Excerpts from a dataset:
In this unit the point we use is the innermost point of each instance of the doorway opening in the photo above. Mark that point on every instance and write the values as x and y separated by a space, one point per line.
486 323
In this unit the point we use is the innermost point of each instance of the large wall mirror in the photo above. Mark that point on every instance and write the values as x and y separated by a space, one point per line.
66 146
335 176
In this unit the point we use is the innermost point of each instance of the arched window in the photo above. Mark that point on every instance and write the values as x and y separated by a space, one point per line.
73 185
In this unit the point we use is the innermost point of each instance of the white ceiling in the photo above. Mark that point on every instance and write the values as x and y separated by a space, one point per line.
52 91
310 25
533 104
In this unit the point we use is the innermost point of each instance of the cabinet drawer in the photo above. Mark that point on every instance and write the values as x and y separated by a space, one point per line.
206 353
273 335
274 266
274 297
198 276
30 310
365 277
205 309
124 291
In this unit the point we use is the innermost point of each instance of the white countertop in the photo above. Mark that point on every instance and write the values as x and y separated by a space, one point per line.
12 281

* YOUR INSTRUCTIONS: The full set of records must be output again exactly.

* TASK ANSWER:
In this unit the point we use is the innermost point of each instance of the doorway opening in the photo above. Mark that point on every instance and write the values as x and y separated by a space, one point per line.
486 323
In this unit the point we use is the innermost point of each instance of the large wall mirror in the photo above. Mark that point on every instance and write the values as x and y separated by a space, one point per line.
66 146
335 176
In this unit the point we use is the innermost point of each instance of the arched window in the photo above. Mark that point on every instance and write the values as x and y separated by a space, one point per line.
73 185
In this unit the point we use is the innermost point of each instance of the white ceiling in the photo above. Mark that point on every instance and write the values as x and y separated by a space, one point per line.
52 91
310 25
533 104
In this unit the point we use is the innermost point of each instance of the cabinet drawer in the photo above. Mark that point on every instance and write the values as x and y separated by a space, one point per line.
206 353
273 335
274 266
274 297
198 276
30 310
365 277
205 309
124 291
In this unit the point we use is the innermost point of each instance of the white countertop in the photo above. Mark that point on every instance and write the values as x and y separated by a space, one point per line.
12 281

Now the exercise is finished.